## Passage shown
______________________________

This is the second of three instalments of Nick Hayes’ White Paper – ‘The Hype To Uncover Social Media Influencers – should you care?’
Influence has to generate an effect – otherwise the initial action wasn’t influential! So what ‘effect’ do social media influence measurement companies purport to measure? These companies tend to have no connection to real-life sales decisions, so they measure any action they can see. And in the case of Twitter that’s largely based on retweeting of the original message. Which is fine if that message is sent to someone who forwards it on selectively. But as we all know, that’s not the convention of Twitter users. Mass retweeting, not selective retweeting, is the norm.
Effectively those who retweet the most often, to the largest audience, are considered the most ‘influential’. And when those people are rewarded, through Klout Perks or similar, they are further encouraged to shout as loud as they can. They are advised to simply increase their activity to increase their ‘score’. So those considered Social Media Influencers are typically just the loudest people, not the most influential.
Twitter’s lack of selectivity, its lack of filtering intelligent comment from inane chat, is just one issue jarring the argument that Twitter is the new home of real-world influencers.
Supposing these ‘influencers’ were able to sway their audience, what is the makeup of that audience? In early Jan’13 we completed three months’ analysis into the Twitter audience for the business topic of Supply Chain Management. The results indicate that Twitter is almost exclusively reaching those who have no role to play in B2B buying decisions.

______________________________

## Entries
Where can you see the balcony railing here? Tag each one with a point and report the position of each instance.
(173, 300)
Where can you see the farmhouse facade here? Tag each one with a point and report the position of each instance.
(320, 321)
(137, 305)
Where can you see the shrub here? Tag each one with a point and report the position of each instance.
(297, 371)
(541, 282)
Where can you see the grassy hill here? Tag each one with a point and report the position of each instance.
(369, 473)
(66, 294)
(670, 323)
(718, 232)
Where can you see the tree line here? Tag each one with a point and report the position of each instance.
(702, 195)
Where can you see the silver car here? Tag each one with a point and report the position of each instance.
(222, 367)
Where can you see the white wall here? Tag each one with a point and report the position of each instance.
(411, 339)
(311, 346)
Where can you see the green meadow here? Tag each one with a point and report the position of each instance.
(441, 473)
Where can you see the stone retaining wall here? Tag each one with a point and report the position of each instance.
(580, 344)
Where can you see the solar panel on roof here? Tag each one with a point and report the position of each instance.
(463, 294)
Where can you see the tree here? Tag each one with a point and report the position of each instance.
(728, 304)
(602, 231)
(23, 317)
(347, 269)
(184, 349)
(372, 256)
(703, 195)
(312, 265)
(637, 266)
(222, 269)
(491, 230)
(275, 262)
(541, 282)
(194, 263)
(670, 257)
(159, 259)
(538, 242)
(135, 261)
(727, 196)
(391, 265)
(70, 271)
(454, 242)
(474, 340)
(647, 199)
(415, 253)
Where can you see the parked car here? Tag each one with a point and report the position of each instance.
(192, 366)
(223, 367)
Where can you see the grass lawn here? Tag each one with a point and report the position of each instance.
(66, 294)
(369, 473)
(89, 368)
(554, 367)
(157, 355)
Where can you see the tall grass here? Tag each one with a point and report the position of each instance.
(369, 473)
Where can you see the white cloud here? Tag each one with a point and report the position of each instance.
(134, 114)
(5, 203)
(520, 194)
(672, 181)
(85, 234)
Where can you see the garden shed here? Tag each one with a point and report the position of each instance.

______________________________

## Problems to solve
A) List every word or phrase that the passage on social media influencers encloses in single quotation marks.
B) Please reproduce a stretch of the passage on social media influencers word for word, beginning with the words "This is the" and ending after the words "is the norm.".

## Outputs in order
A)
‘The Hype To Uncover Social Media Influencers – should you care?’
‘effect’
‘influential’
‘score’
‘influencers’

B)
This is the second of three instalments of Nick Hayes’ White Paper – ‘The Hype To Uncover Social Media Influencers – should you care?’
Influence has to generate an effect – otherwise the initial action wasn’t influential! So what ‘effect’ do social media influence measurement companies purport to measure? These companies tend to have no connection to real-life sales decisions, so they measure any action they can see. And in the case of Twitter that’s largely based on retweeting of the original message. Which is fine if that message is sent to someone who forwards it on selectively. But as we all know, that’s not the convention of Twitter users. Mass retweeting, not selective retweeting, is the norm.